Work instruction:
The entries that follow include a run beginning at the line with "column 229, row 83" and ending at the line with "column 131, row 312"; restate that run word for word and leave the rest out.

** Dataset content follows **

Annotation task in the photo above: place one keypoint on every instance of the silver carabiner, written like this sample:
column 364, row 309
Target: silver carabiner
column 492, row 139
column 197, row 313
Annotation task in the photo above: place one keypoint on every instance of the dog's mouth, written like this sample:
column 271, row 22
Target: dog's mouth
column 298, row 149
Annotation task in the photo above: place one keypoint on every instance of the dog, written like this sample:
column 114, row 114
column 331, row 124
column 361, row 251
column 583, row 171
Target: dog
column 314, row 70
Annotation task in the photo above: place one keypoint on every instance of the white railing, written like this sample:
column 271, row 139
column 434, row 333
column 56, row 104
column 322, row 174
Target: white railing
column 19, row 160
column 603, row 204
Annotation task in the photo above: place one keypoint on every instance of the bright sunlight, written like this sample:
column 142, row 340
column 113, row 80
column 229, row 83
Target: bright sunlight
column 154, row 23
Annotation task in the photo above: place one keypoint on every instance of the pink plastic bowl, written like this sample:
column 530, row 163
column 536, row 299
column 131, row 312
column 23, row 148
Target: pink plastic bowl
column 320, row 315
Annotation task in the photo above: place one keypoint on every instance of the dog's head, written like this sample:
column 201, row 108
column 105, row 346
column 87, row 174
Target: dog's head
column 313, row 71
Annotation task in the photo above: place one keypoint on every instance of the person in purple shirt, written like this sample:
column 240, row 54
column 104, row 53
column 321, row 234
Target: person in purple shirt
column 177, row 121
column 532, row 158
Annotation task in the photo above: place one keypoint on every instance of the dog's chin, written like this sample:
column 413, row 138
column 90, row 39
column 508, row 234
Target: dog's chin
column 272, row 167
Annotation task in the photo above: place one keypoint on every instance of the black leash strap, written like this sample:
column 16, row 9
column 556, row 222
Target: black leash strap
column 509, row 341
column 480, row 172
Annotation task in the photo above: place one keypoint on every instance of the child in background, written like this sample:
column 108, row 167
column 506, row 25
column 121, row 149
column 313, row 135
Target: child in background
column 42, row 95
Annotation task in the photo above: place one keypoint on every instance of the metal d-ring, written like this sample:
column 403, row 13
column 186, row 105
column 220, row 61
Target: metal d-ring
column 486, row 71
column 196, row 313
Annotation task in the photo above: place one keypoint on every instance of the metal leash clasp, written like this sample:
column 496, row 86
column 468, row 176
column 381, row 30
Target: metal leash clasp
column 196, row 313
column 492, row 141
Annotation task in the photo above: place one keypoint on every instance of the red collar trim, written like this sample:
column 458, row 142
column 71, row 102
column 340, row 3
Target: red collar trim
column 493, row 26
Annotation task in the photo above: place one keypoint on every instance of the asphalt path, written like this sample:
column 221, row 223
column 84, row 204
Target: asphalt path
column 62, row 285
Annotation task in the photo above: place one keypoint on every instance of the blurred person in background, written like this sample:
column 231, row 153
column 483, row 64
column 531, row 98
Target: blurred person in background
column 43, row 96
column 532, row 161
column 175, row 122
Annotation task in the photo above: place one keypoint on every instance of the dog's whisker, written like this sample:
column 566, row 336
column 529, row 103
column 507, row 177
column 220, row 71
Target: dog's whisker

** End of Dataset content **

Result below:
column 229, row 83
Target: bright sunlight
column 154, row 23
Annotation task in the photo above: place one keypoint on every instance of the pink plastic bowl, written like this sample:
column 530, row 163
column 536, row 299
column 131, row 312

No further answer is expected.